GESTELDE OPDRACHT 1
Zoek in de gegevens elke regel waarin de tekenreeks "tree" voorkomt en neem al die regels over.

GEKOZEN FRAGMENT
++++++

Mijn Kifid

Uitspraak 2017-200 (Bindend)

Uitspraak Geschillencommissie Financiële Dienstverlening nr. 2017-200
(mr. P.A. Offers, voorzitter, mr. A.M.T Wigger en mr. dr. S.O.H. Bakkerus en
mr. M.J. Vlasveld, secretaris)

Klacht ontvangen op : 1 oktober 2015
Ingediend door : Consumenten
Tegen : Van Steensel Assurantiën B.V., gevestigd te Rotterdam, verder te noemen de Adviseur
Datum uitspraak : 23 maart 2017
Aard uitspraak : Bindend advies

Samenvatting
Erflater heeft ter overbrugging van de periode voor het afsluiten van een nieuwe hypotheek een overlijdensrisicoverzekering afgesloten. Op deze verzekering stond de ex-partner als eerste begunstigde vermeld. Uit het administratiesysteem van de adviseur is per abuis geen waarschuwing gekomen dat de overbruggingsperiode was afgelopen. Na de periode van overbrugging is de overlijdensrisicoverzekering blijven doorlopen. Erflater is overleden en de uitkering is toegekomen aan de ex-partner. De erfgenamen stellen zich op het standpunt dat het de wens van de erflater is geweest dat de begunstiging aan hen zou toekomen en dat er te lang premie is betaald door de erflater. De Commissie oordeelt dat de erfgenamen niet hebben bewezen en ook niet aannemelijk hebben kunnen maken dat het de wens van de erflater zou zijn geweest dat de begunstiging ten gunste van de erfgenamen had moeten komen. Wel is komen vast te staan dat de overlijdensrisicoverzekering te lang is doorgelopen als gevolg van de handelwijze van de adviseur. De adviseur moet de teveel betaalde premie aan de erfgenamen als schadevergoeding betalen.

++++++

[Fragmenten van aanwijsgegevens]

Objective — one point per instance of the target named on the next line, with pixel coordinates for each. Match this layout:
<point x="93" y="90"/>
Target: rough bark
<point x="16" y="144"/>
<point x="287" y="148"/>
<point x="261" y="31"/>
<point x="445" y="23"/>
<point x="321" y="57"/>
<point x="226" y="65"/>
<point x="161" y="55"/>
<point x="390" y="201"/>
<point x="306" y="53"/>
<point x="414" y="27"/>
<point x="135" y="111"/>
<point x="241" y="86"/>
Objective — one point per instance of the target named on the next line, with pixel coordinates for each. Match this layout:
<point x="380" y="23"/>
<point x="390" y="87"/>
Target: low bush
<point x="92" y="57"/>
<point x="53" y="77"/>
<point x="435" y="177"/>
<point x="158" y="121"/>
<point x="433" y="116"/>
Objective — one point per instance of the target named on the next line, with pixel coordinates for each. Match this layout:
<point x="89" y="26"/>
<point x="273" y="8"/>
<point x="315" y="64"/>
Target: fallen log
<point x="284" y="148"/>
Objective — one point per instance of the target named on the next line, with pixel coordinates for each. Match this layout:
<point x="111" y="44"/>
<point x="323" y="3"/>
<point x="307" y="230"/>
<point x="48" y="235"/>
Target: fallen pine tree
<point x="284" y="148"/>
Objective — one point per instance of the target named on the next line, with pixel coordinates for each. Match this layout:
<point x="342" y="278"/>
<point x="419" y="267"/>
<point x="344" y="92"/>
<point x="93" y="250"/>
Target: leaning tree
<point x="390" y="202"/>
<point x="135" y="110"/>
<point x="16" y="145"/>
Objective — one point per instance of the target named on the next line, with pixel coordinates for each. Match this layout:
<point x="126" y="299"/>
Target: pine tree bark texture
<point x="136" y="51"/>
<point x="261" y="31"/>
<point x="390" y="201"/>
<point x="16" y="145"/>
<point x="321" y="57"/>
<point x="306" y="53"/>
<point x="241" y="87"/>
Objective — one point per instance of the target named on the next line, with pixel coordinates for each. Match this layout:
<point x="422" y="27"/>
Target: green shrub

++++++

GESTELDE OPDRACHT 2
Beantwoord de volgende vragen over de uitspraak hierboven:
(a) Op welke datum is de klacht ontvangen?
(b) Wie stond als eerste begunstigde op de overlijdensrisicoverzekering vermeld?
(c) Wat moet de adviseur aan de erfgenamen betalen?

VOLLEDIG ANTWOORD 1
Target: fallen pine tree
Target: leaning tree
Target: pine tree bark texture

VOLLEDIG ANTWOORD 2
(a) Op 1 oktober 2015.
(b) De ex-partner.
(c) De teveel betaalde premie, als schadevergoeding.